— Trecho fornecido —
※ ※ ※

O que parece estar sendo postulado, para além de uma conduta compatível com o compromisso nas relações que se estabelecem entre um profissional e seu público, é a honestidade da atuação, a qual diz respeito direto às suas conseqüências. Os defensores desse discurso desejam contar com profissionais honestos, comerciantes honestos, políticos honestos. Desejam custear bens ou serviços que sejam bons, duradouros, úteis e que correspondam ao que deles diz o seu fornecedor. É a distância, em termos de qualidade ou quantidade, entre o que está prometido para uma população usuária e o que lhe é entregue, que provoca as queixas e reclamações. E muitas vezes, quase sempre na maior parte do tempo, não se tem a quem, seguramente, pedir providências.

 

Sem poder contar com uma instância social, que venha em seu amparo e seja o refúgio contra a desonestidade do fornecedor de um determinado bem ou serviço, e que o obrigue a reparar os danos de uma atividade mal executada, porque aparentemente a maior parte dos grupos profissionais passou a ter atitudes semelhantes, a população passou a fazer uma demanda muito forte, da boa conduta ética de políticos, de profissionais, de governo.

※ ※ ※

(Entradas armazenadas)
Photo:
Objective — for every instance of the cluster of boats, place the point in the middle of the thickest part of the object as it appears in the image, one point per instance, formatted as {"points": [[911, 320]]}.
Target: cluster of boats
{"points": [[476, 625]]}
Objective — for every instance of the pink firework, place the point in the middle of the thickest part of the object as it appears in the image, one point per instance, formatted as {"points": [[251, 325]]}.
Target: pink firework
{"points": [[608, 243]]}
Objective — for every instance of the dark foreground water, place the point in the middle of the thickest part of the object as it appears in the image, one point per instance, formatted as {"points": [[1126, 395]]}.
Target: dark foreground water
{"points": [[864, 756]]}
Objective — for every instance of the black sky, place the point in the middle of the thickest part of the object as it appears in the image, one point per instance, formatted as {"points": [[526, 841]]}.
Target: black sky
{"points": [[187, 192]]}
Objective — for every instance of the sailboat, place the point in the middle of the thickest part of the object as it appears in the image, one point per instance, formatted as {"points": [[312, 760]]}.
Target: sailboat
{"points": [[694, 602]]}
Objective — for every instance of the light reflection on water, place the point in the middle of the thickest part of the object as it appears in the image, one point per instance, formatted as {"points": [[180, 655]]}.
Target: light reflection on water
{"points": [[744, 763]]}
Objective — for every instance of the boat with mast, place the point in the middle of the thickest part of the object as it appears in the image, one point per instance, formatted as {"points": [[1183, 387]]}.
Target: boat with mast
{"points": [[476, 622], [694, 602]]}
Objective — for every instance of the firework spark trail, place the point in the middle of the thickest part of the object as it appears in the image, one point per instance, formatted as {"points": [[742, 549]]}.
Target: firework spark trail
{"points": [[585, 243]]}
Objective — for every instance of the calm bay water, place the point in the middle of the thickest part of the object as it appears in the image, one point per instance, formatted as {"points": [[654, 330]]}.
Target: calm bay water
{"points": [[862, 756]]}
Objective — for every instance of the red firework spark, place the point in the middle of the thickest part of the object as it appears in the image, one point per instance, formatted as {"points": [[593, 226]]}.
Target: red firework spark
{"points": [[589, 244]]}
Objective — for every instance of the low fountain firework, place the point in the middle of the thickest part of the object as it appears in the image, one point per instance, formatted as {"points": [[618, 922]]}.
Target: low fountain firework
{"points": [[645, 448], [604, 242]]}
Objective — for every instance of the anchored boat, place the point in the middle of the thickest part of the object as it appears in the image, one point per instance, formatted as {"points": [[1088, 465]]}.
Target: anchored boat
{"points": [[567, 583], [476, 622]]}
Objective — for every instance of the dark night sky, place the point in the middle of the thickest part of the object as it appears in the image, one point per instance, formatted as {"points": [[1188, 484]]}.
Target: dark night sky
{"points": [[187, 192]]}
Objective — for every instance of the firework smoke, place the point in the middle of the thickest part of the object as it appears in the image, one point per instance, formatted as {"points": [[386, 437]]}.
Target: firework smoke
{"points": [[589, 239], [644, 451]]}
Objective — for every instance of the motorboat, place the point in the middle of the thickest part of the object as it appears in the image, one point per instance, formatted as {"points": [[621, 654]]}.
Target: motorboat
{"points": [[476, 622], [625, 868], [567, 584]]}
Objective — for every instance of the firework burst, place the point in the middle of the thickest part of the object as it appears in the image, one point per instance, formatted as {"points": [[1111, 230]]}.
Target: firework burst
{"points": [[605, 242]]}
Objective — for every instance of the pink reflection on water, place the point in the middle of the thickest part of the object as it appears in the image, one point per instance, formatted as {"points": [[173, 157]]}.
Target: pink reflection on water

※ ※ ※

— O problema —
Retome o trecho sobre a honestidade dos profissionais e a demanda por conduta ética, dando sequência a partir da última frase dele.

— Resultado da tarefa —
Como parte de tudo isso, por estar compondo o contexto de uma sociedade aberta, como estão os bibliotecários brasileiros? Que respostas as entidades que representam esse grupo profissional podem dar ao povo do país sobre as suas atitudes profissionais, sobre a qualidade de suas ações, sobre a pertinência entre o investimento social feito para o credenciamento de bibliotecários e a qualidade dos resultados de seu trabalho para o bem-estar de todos? Esse grupo profissional, coletivamente, e cada um de seus membros, está cumprindo eticamente, isto é, honestamente, a sua missão? Está completamente empenhado no sentido de que haja bibliotecas em todos os municípios, ou melhor, em todos os distritos dos municípios? Está empenhado em que haja bibliotecas em todos os presídios? Está empenhado na defesa e na ação apropriada para que não haja escolas sem bibliotecas? Para que não se eduque o usuário com a cobrança de multa financeira por atraso na devolução dos materiais? Sobre essa última indagação  parece evidente que cada vez em que um bibliotecário implanta e aceita o argumento de que a forma de orientar o usuário em atraso, para evita-lo, é a multa financeira, ele está dando vez a uma prática educacional que vincula caráter a pena material. É uma espécie de pedagogia da expropriação.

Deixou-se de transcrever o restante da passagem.